**Text section:**

***

EDIT: Some replies take the into account whether the object pointed to by otherClass is owned by the MyClass object. This is not the case in the scenario I'm working with. Lets say that both objects exist independently side by side (with the ability to modify each other). I think this analogy describes my situation quite well.
For example consider something like doubly-linked list, where each element is a class that keeps pointer to its neighbours and member variable color. And it has method MakeNeighboursRed which changes the color of its neighbours but doesn't affect the calling object's state itself. Should I consider making this method const?
And what if there was some possibility that MakeNeighboursRed would call neighbour's MakeNeighboursRed. So in the end the state of the object for which MakeNeighboursRed has been called originally would change as well.
And I would like to thank you all for your opinions :-)
If MyClass owns the OtherClass instance i wouldn't make DiscussedMethod constant.
The same goes for classes, managing resources. I.e. the standard containers do not return non const references or pointers to the managed memory using const functions, although it would be "possible" (since the actual pointer holding the resource is not modified).

***

**Task input:**
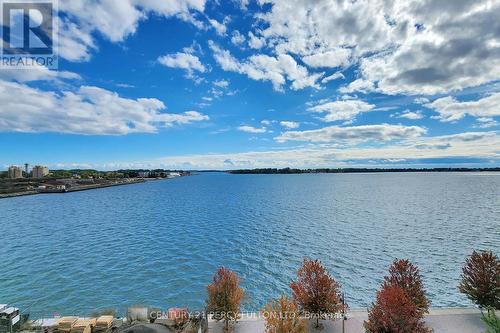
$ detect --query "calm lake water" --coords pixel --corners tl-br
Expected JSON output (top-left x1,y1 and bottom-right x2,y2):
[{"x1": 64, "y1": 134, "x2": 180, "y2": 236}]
[{"x1": 0, "y1": 173, "x2": 500, "y2": 316}]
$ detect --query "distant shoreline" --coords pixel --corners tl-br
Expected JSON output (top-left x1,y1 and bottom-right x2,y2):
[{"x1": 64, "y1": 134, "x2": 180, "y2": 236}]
[{"x1": 225, "y1": 167, "x2": 500, "y2": 175}]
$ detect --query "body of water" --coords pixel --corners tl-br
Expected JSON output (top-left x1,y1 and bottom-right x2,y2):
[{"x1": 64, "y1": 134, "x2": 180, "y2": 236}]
[{"x1": 0, "y1": 173, "x2": 500, "y2": 316}]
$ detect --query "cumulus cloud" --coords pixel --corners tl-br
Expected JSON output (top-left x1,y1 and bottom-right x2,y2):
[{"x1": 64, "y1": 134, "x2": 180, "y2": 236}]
[
  {"x1": 424, "y1": 93, "x2": 500, "y2": 122},
  {"x1": 0, "y1": 81, "x2": 208, "y2": 135},
  {"x1": 302, "y1": 48, "x2": 351, "y2": 68},
  {"x1": 321, "y1": 72, "x2": 345, "y2": 84},
  {"x1": 209, "y1": 41, "x2": 323, "y2": 91},
  {"x1": 307, "y1": 99, "x2": 375, "y2": 122},
  {"x1": 214, "y1": 80, "x2": 229, "y2": 88},
  {"x1": 475, "y1": 117, "x2": 500, "y2": 128},
  {"x1": 208, "y1": 16, "x2": 229, "y2": 36},
  {"x1": 248, "y1": 31, "x2": 266, "y2": 50},
  {"x1": 393, "y1": 110, "x2": 424, "y2": 120},
  {"x1": 339, "y1": 79, "x2": 375, "y2": 94},
  {"x1": 56, "y1": 0, "x2": 205, "y2": 61},
  {"x1": 275, "y1": 124, "x2": 426, "y2": 144},
  {"x1": 0, "y1": 66, "x2": 81, "y2": 82},
  {"x1": 280, "y1": 121, "x2": 300, "y2": 129},
  {"x1": 231, "y1": 30, "x2": 245, "y2": 45},
  {"x1": 82, "y1": 132, "x2": 500, "y2": 170},
  {"x1": 255, "y1": 0, "x2": 500, "y2": 95},
  {"x1": 238, "y1": 125, "x2": 267, "y2": 134}
]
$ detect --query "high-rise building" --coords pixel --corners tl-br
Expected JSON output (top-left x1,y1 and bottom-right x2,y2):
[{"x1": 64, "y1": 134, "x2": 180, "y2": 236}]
[
  {"x1": 8, "y1": 165, "x2": 23, "y2": 179},
  {"x1": 32, "y1": 165, "x2": 49, "y2": 178}
]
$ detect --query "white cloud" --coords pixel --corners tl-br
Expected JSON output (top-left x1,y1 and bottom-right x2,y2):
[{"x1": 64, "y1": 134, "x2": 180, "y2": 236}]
[
  {"x1": 248, "y1": 31, "x2": 266, "y2": 50},
  {"x1": 208, "y1": 16, "x2": 228, "y2": 36},
  {"x1": 209, "y1": 41, "x2": 323, "y2": 91},
  {"x1": 339, "y1": 79, "x2": 375, "y2": 94},
  {"x1": 158, "y1": 52, "x2": 206, "y2": 77},
  {"x1": 214, "y1": 80, "x2": 229, "y2": 88},
  {"x1": 424, "y1": 93, "x2": 500, "y2": 122},
  {"x1": 57, "y1": 0, "x2": 205, "y2": 61},
  {"x1": 280, "y1": 121, "x2": 300, "y2": 129},
  {"x1": 302, "y1": 48, "x2": 351, "y2": 68},
  {"x1": 321, "y1": 72, "x2": 345, "y2": 84},
  {"x1": 231, "y1": 30, "x2": 245, "y2": 45},
  {"x1": 475, "y1": 117, "x2": 500, "y2": 128},
  {"x1": 238, "y1": 125, "x2": 267, "y2": 134},
  {"x1": 307, "y1": 99, "x2": 375, "y2": 122},
  {"x1": 255, "y1": 0, "x2": 500, "y2": 95},
  {"x1": 275, "y1": 124, "x2": 426, "y2": 144},
  {"x1": 395, "y1": 110, "x2": 424, "y2": 120},
  {"x1": 0, "y1": 81, "x2": 208, "y2": 135},
  {"x1": 84, "y1": 132, "x2": 500, "y2": 170},
  {"x1": 0, "y1": 66, "x2": 81, "y2": 82}
]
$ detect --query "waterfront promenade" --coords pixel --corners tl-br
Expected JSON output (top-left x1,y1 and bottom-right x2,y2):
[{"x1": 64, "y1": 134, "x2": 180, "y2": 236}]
[{"x1": 208, "y1": 308, "x2": 486, "y2": 333}]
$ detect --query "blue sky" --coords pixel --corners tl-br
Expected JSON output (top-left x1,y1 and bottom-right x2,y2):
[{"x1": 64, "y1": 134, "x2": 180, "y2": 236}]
[{"x1": 0, "y1": 0, "x2": 500, "y2": 169}]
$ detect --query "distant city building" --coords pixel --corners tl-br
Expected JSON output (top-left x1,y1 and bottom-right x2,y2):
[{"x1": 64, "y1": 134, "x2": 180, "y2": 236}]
[
  {"x1": 8, "y1": 165, "x2": 23, "y2": 179},
  {"x1": 33, "y1": 165, "x2": 49, "y2": 178}
]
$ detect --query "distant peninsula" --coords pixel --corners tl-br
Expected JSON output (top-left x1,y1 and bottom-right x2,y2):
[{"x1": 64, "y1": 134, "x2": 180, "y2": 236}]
[{"x1": 227, "y1": 167, "x2": 500, "y2": 174}]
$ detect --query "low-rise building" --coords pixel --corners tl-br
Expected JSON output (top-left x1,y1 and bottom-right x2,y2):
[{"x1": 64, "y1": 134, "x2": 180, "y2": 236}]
[
  {"x1": 8, "y1": 165, "x2": 23, "y2": 179},
  {"x1": 137, "y1": 171, "x2": 150, "y2": 178},
  {"x1": 32, "y1": 165, "x2": 49, "y2": 178}
]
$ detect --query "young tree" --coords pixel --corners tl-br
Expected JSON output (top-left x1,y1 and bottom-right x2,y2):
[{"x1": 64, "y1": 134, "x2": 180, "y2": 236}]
[
  {"x1": 262, "y1": 296, "x2": 307, "y2": 333},
  {"x1": 290, "y1": 258, "x2": 342, "y2": 328},
  {"x1": 458, "y1": 251, "x2": 500, "y2": 310},
  {"x1": 207, "y1": 267, "x2": 245, "y2": 331},
  {"x1": 364, "y1": 283, "x2": 432, "y2": 333},
  {"x1": 384, "y1": 259, "x2": 431, "y2": 314}
]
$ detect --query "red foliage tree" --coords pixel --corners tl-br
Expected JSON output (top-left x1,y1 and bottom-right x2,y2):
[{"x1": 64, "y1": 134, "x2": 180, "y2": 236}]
[
  {"x1": 290, "y1": 259, "x2": 342, "y2": 327},
  {"x1": 207, "y1": 267, "x2": 245, "y2": 331},
  {"x1": 384, "y1": 259, "x2": 431, "y2": 314},
  {"x1": 364, "y1": 283, "x2": 432, "y2": 333},
  {"x1": 458, "y1": 251, "x2": 500, "y2": 310}
]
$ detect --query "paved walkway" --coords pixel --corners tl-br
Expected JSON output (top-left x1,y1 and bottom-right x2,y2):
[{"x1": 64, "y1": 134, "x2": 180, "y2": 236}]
[{"x1": 208, "y1": 309, "x2": 486, "y2": 333}]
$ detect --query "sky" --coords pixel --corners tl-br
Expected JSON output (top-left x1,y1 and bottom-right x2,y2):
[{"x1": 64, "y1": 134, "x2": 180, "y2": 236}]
[{"x1": 0, "y1": 0, "x2": 500, "y2": 170}]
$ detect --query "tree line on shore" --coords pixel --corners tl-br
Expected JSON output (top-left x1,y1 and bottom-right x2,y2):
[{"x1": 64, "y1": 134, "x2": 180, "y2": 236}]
[{"x1": 206, "y1": 251, "x2": 500, "y2": 333}]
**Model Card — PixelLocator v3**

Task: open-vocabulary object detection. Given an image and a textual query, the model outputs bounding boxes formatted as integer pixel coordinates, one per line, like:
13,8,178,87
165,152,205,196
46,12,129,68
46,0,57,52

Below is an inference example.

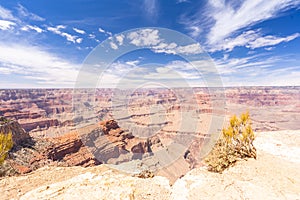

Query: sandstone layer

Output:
0,131,300,199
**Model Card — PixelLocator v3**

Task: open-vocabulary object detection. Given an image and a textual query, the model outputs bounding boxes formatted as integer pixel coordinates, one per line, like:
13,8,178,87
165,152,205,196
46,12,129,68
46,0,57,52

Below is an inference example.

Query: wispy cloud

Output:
47,25,82,43
127,28,203,55
73,28,85,35
98,27,112,36
215,54,300,86
209,30,300,52
142,0,159,21
21,25,45,33
0,43,80,87
0,20,16,30
0,5,17,21
206,0,300,44
17,4,45,21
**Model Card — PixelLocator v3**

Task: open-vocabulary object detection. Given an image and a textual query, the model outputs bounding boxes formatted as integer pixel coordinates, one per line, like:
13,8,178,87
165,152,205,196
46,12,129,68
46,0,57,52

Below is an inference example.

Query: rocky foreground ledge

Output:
0,131,300,200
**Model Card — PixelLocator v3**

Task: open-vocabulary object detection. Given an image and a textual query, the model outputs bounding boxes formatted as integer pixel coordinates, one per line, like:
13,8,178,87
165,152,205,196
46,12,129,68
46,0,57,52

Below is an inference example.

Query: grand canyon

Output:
0,87,300,192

***

**Problem 1:** Quote the forum text on const methods from "EDIT: Some replies" to "change as well.".
**Problem 2:** Copy out every line of the records that includes the string "building".
The forum text on const methods has no connection to the records.

**Finished answer 1:**
EDIT: Some replies take the into account whether the object pointed to by otherClass is owned by the MyClass object. This is not the case in the scenario I'm working with. Lets say that both objects exist independently side by side (with the ability to modify each other). I think this analogy describes my situation quite well.
For example consider something like doubly-linked list, where each element is a class that keeps pointer to its neighbours and member variable color. And it has method MakeNeighboursRed which changes the color of its neighbours but doesn't affect the calling object's state itself. Should I consider making this method const?
And what if there was some possibility that MakeNeighboursRed would call neighbour's MakeNeighboursRed. So in the end the state of the object for which MakeNeighboursRed has been called originally would change as well.

**Finished answer 2:**
$ detect --query "high-rise building" --coords pixel --corners tl-br
$ detect --query "distant city building" --coords pixel --corners tl-br
$ detect --query "low-rise building" --coords pixel --corners tl-br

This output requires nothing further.